Begin

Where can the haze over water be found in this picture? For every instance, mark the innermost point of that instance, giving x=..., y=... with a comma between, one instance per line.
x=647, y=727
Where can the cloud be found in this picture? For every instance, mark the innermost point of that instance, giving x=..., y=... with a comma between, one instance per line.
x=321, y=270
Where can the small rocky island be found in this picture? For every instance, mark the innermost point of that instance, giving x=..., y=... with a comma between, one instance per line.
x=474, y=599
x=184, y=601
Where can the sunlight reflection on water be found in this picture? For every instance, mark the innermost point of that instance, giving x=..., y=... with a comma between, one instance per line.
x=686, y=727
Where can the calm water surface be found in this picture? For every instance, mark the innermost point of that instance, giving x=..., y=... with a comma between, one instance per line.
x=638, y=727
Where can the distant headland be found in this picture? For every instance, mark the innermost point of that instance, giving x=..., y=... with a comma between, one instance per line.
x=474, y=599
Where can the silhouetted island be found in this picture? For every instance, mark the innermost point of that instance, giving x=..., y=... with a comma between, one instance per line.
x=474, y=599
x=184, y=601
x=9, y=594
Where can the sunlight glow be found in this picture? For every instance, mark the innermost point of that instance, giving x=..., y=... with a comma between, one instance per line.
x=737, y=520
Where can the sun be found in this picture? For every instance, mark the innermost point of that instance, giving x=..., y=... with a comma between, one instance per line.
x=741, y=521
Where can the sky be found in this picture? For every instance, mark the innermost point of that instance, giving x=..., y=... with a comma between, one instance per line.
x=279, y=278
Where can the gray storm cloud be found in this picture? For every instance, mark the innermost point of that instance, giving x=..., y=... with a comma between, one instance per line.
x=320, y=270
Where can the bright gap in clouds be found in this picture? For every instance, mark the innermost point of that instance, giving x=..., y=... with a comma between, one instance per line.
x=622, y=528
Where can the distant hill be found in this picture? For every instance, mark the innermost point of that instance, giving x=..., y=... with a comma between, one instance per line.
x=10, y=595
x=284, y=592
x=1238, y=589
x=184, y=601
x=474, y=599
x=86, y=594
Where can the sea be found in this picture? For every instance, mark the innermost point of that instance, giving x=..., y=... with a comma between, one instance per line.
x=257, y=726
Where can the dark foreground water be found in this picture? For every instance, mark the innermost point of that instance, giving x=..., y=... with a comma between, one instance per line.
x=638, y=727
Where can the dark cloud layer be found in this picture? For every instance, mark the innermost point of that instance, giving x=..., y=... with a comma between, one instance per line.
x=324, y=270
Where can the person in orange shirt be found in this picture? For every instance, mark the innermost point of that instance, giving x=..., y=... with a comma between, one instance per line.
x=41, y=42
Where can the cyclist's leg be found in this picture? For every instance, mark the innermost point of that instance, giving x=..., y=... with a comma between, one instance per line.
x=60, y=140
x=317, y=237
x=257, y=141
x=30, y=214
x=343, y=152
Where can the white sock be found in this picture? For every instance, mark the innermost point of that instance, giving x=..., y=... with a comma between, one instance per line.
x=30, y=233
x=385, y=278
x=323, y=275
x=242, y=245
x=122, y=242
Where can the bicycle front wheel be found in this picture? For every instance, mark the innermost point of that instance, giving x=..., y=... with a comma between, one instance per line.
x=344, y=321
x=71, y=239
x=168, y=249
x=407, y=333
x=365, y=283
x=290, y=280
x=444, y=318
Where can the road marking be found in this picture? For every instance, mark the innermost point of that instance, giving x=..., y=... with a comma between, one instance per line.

End

_Problem requirements_
Rewrite the listing with every occurrence of "innermost point" changed to "central point", leaving all other text as it stands.

_Response_
Where can the haze over water be found in this picture? For every instance, mark the central point of that instance, giving x=..., y=... with a comma between, one instance per line.
x=647, y=727
Where can the cloud be found in this picture? For every instance, mark the central point of that instance, giving x=..., y=... with a comma between, one instance per line.
x=321, y=270
Where can the small rocky island be found in this picture? For every instance, mark the central point of that instance, giving x=..., y=... with a comma between, one instance per line.
x=474, y=599
x=184, y=601
Where can the sunlight reflection on water be found in this picture? For every instance, mark the central point of that instance, giving x=..., y=... with a comma between, one instance per line.
x=686, y=727
Where can the calm water surface be found in this picture? For every instance, mark the central point of that instance, giving x=..., y=... with a comma between, one instance per line.
x=638, y=727
Where can the distant headland be found in this picture? For every instance, mark the central point of that instance, giving x=..., y=... with a comma between, one instance per line.
x=474, y=599
Where can the silhouetted island be found in this picture? For every instance, mark the central point of that instance, giving x=..., y=... with a comma between, one instance per line.
x=474, y=599
x=184, y=601
x=9, y=594
Where can the sunlight glow be found in this picture? For every instance, mark the central point of that instance, giving x=..., y=... with a comma between, one instance per line.
x=737, y=520
Where can the sun be found in this picture? For every instance, mark the central point of that instance, giving x=..., y=... with a comma between, one instance per line.
x=741, y=521
Where can the sky be found in this picture? For every instance, mark the central point of that instance, giving x=..., y=... with a comma between, one instance per line.
x=279, y=278
Where can the gray storm cloud be found in this picture? For every instance, mark the central point of that instance, giving x=..., y=... with a comma between, one instance per line.
x=320, y=270
Where can the bright gap in clouds be found in this picture? For every instance, mark the central point of that instance, giving x=..., y=... with a comma between, one instance per line.
x=622, y=528
Where can the distant hill be found in this picture? For every instance, mark the central point of that instance, giving x=..., y=... with a comma between, one instance per line.
x=10, y=595
x=284, y=592
x=1238, y=589
x=184, y=601
x=474, y=599
x=86, y=594
Where can the sea be found in this picture? For every instance, mark the central point of that instance, giving x=..., y=... with a comma between, one instance per line.
x=257, y=726
Where can the dark foreground water be found in this picture? For every instance, mark the central point of that instance, giving x=..., y=... with a comma between, one instance per line.
x=638, y=727
Where can the dark cloud layer be found in this picture? For every instance, mark the central point of that instance, giving x=..., y=... with a comma between, one instance per line.
x=324, y=270
Where can the person in orange shirt be found in this picture? For every instance, mark the central point of that instance, giving x=..., y=... with a comma between, one instance per line.
x=41, y=42
Where can the cyclist's leg be found in this picture? For every instance, mark the central point of that instance, giving x=..., y=... with a comma between, one instance per line.
x=60, y=140
x=317, y=237
x=257, y=141
x=30, y=214
x=343, y=152
Where can the white sock be found in this picture? For every instance, mark the central point of that instance, giving x=..., y=... with a comma between, one instance per line.
x=30, y=233
x=385, y=278
x=323, y=275
x=242, y=245
x=122, y=242
Where can the bicycle front wheel be found in this picture? For every instance, mark the central point of that instance, giving x=..., y=... with a comma between, one instance per line.
x=344, y=321
x=71, y=239
x=168, y=249
x=407, y=333
x=365, y=283
x=290, y=280
x=444, y=318
Where can the road marking be found in this picture? For every instance, mark the central point of that instance, giving x=..., y=... with a comma between, one instance per line.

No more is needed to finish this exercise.